> Task instructions:
Copy out the part of the material that opens with the line containing "Definition first: for each instance of the water" and closes with the line containing "[[23, 174], [499, 201]]", requests included, and add 12 to every coordinate in the answers. Keep the numbers in the requests and their format samples unchanged.

> Given data:

>>>>

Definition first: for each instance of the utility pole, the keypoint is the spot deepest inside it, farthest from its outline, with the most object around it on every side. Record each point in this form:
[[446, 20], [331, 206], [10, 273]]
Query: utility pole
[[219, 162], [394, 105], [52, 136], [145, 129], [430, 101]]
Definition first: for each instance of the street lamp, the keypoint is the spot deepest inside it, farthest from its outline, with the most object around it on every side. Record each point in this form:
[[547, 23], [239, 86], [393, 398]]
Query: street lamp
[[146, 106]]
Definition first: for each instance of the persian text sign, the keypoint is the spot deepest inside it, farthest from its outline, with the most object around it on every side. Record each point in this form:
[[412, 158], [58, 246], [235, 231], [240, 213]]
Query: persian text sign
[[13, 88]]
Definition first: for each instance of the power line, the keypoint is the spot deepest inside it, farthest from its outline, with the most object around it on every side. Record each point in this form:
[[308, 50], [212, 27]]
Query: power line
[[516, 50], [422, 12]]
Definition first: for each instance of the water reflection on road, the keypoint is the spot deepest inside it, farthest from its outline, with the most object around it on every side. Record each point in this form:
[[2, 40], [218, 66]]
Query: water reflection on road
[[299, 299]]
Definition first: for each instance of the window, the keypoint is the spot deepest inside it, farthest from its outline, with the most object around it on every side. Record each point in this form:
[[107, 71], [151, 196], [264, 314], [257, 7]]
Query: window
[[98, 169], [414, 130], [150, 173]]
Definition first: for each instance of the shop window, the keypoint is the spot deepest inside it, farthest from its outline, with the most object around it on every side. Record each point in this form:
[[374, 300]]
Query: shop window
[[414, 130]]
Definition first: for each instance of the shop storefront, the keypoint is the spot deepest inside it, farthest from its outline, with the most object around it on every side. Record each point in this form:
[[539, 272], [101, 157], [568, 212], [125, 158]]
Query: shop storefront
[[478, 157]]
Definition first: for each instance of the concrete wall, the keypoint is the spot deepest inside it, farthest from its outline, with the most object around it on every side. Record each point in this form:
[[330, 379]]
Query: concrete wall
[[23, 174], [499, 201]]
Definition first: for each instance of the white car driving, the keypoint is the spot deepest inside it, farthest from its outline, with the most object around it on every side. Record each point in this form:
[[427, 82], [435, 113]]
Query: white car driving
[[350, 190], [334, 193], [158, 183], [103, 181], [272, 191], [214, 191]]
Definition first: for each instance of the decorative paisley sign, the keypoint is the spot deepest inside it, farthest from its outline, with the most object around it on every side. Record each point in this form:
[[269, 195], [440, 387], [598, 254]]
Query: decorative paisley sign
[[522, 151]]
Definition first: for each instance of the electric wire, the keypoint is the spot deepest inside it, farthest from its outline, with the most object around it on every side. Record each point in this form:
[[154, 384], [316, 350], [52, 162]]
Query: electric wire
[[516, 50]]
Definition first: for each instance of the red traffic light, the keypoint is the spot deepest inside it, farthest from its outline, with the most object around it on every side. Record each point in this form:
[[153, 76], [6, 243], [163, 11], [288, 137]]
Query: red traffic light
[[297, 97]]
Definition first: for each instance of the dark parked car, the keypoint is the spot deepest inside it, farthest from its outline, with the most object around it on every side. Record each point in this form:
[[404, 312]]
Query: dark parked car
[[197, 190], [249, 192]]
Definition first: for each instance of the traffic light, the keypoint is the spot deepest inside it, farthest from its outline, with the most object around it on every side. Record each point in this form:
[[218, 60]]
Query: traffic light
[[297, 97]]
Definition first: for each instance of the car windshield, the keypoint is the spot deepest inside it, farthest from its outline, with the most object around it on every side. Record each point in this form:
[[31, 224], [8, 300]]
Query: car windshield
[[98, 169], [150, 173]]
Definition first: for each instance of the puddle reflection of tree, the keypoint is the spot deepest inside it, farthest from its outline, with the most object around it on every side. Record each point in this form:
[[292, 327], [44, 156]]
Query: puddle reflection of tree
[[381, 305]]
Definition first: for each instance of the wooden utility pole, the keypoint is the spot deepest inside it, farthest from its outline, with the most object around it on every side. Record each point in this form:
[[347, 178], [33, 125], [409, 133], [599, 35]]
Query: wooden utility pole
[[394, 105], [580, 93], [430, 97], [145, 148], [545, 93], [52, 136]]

<<<<

> Task answer:
Definition first: for each instance of the water reflection on road, the keypoint is the spot deepest inside it, farthest from its outline, with the most object around it on every side. Record each point in this form:
[[2, 40], [218, 66]]
Query: water reflection on road
[[311, 311]]
Definition first: for each instance of the window, the keypoint is the spot deepest inside it, farthest from its outline, with the most object around it on every side. Record each point in this form:
[[107, 71], [151, 196], [264, 314], [257, 7]]
Query: window
[[110, 181], [426, 142], [162, 185]]
Definition first: for each instance of the shop window, the keypoint is the spot deepest inside it, farthest from its outline, with the most object around it on every side. Record each point in this form:
[[374, 300]]
Query: shop window
[[426, 142]]
Definition first: for each instance of the shop storefront, the keypoint is the spot deepest inside it, farthest from its outline, with the most object around it on every side. Record each point in this form:
[[539, 272], [101, 157], [568, 212], [125, 158]]
Query: shop storefront
[[490, 169]]
Definition first: for each instance of the concrete wall, the keypoint is the spot deepest inside it, farthest from its outline, with the most object around it on every side. Record each point in this form:
[[330, 379]]
Query: concrete wall
[[35, 186], [511, 213]]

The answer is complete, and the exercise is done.